# Auszug
    "Sandmann, lieber Sandmann, es ist noch nicht soweit! Wir sehen erst den Abendgruß, ehe jedes Kind ins Bettchen muss, du hast gewiss noch Zeit."
    Es gehört wohl zu den dienstältesten Akteuren im Deutschen Fernsehen überhaupt. Seit Generationen reiben sich allabendlich Kinder vor den Bildschirmen die Augen, wenn der wohlbekannte Ohrwurm erklingt - von Wolfgang Richter an einem Abend komponiert - und das Sandmännchen einschwebt.
    Als es am 22. November 1959 im DDR-Fernsehen seinen ersten Auftritt hatte, musste das Sandmännchen noch zu Fuß gehen. In dem kleinen Zweiminüter sackt es am Ende, nachdem alle Kinder mit Schlafsand versorgt sind, erschöpft an einer Hausecke im Schnee zusammen. Nach der Sendung hagelte es Proteste ob des vermeintlich obdachlosen Sandmännchens - wie sich der mittlerweile verstorbene Regisseur Gerhard Behrendt erinnerte.
    "Und dann ging natürlich was los, das konnten sich die Kinder nicht gefallen lassen, die Eltern auch nicht. Die haben gemeint, da muss man was ändern. Vielleicht hat er kein Bett, vielleicht hat er noch nicht mal eine Unterkunft. Da haben die Kinder sich vieles überlegt, ihre Kinderbetten wurden angeboten, ganze Kinderzimmerchen, um dem Sandmann ein Zuhause zu geben."

# Quelldaten
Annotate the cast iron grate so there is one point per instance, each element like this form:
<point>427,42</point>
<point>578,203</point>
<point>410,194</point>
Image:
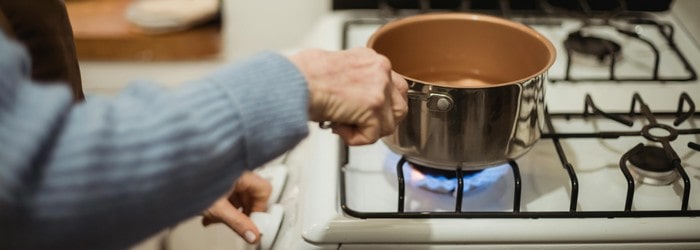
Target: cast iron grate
<point>639,110</point>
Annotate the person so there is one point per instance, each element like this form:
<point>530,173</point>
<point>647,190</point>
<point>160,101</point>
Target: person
<point>107,173</point>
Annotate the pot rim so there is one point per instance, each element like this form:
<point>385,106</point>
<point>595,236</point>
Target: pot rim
<point>475,17</point>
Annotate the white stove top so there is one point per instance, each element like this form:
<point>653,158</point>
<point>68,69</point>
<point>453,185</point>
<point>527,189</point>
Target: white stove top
<point>370,186</point>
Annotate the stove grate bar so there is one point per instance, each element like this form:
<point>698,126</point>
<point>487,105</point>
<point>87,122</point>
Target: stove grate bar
<point>556,137</point>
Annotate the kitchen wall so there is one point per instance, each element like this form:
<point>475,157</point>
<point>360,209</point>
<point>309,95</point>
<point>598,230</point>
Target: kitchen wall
<point>687,10</point>
<point>248,27</point>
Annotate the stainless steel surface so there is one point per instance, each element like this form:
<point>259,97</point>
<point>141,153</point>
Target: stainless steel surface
<point>474,101</point>
<point>484,127</point>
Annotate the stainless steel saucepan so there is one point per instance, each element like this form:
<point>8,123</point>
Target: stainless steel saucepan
<point>476,83</point>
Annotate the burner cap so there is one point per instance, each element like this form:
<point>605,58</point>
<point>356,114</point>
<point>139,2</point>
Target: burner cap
<point>651,165</point>
<point>591,45</point>
<point>651,158</point>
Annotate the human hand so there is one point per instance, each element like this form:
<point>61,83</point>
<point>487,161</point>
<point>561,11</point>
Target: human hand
<point>250,193</point>
<point>355,90</point>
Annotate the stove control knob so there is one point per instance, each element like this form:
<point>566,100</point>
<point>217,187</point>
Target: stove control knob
<point>269,224</point>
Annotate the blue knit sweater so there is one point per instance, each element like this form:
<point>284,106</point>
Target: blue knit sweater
<point>109,172</point>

# Aufgabe
Gib bitte die Stelle aus dem Text über das Sandmännchen wortgetreu wieder, die mit den Worten um „Es gehört wohl“ beginnt und mit „das Sandmännchen einschwebt.“ schließt.

# Erwartete Ausgabe
Es gehört wohl zu den dienstältesten Akteuren im Deutschen Fernsehen überhaupt. Seit Generationen reiben sich allabendlich Kinder vor den Bildschirmen die Augen, wenn der wohlbekannte Ohrwurm erklingt - von Wolfgang Richter an einem Abend komponiert - und das Sandmännchen einschwebt.